> _Job_
The text on Swindon South mentions that the boundary around Nythe was adjusted. Explain what that adjustment achieved, in one to three sentences.

> _Text segment_
* Begin *

- Boundary of Swindon South in South West England
- County: Wiltshire
- Electorate: 72,468 (2023)

Current constituency
- Created: 1997
- Member of Parliament: Heidi Alexander (Labour)
- Seats: One
- Created from: Swindon and Devizes

= Swindon South =

UK Parliament constituency (since 1997)

Swindon South is a constituency in the Borough of Swindon, Wiltshire, represented in the House of Commons of the UK Parliament since 2024 by Heidi Alexander of the Labour Party. Alexander had previously been MP for Lewisham East from 2010 to 2018.

In the 2023 review of Westminster constituencies, the seat was renamed from South Swindon to Swindon South, first contested at the 2024 general election.

==Boundaries==

1997–2010: The Borough of Thamesdown wards of Central, Chiseldon, Dorcan, Eastcott, Freshbrook, Lawns, Park, Ridgeway, Toothill, Walcot, and Wroughton.

The constituency was created in 1997 from parts of the Swindon and Devizes seats. It covered the southern half of the town as well as farms, villages and hamlets to the immediate south and east of Swindon.

2010–2024: The Borough of Swindon wards of Central, Covingham and Dorcan (part), Eastcott, Liden + Eldene and Park South, Lydiard and Freshbrook, Old Town, Chiseldon and Lawn, Ridgeway, Shaw, Mannington and Western (part), Walcot and Park North, and Wroughton and Wichelstowe.

There were slightly amended boundaries for the 2010 election, which saw it lose South Marston to North Swindon. The boundary ran from Dorcan across to Bishopstone and then down to Russley Park before turning west to Barbury Castle. From there it ran north to the Roughmoor area and looped back down to incorporate West Swindon, before following the railway east through the town and back to Dorcan. Settlements outside the Swindon built-up area include Wroughton, Chiseldon, Wanborough, and Liddington.

2024–present: Further to the 2023 review of Westminster constituencies which came into effect for the 2024 general election, the constituency is composed of the following (as they existed on 1 December 2020):

- The Borough of Swindon wards of: Central; Chiseldon and Lawn (polling districts CLA, CLC and CLD); Covingham and Dorcan; Eastcott; Liden, Eldene and Park South; Lydiard and Freshbrook; Mannington and Western; Old Town; Shaw; Walcot and Park North.

The changes included the transfer of the Covingham and Nythe districts from Swindon North; the adjustment of the boundary around Nythe ensured that the whole of the parish of Nythe, Eldene and Liden falls within the constituency. At the same time, a substantial semi-rural area in the south, namely the Chiseldon and Wroughton districts, was transferred to the new constituency of East Wiltshire; this involved the parishes of Bishopstone, Chiseldon, Liddington, Wanborough and Wroughton.

* End *

> _Stored data_
* Begin *

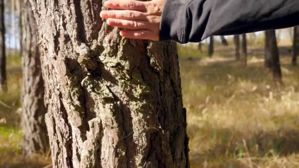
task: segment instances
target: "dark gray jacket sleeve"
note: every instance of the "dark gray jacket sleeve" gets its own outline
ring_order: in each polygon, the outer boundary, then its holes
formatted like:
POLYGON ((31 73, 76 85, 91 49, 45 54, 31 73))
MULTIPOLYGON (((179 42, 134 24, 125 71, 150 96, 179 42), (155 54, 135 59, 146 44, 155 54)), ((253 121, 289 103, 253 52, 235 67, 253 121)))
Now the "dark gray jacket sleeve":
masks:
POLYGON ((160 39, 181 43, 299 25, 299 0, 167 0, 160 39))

* End *

> _Expected answer_
The adjustment ensured that the whole of the parish of Nythe, Eldene and Liden falls within the constituency. It was part of the changes that transferred the Covingham and Nythe districts from Swindon North.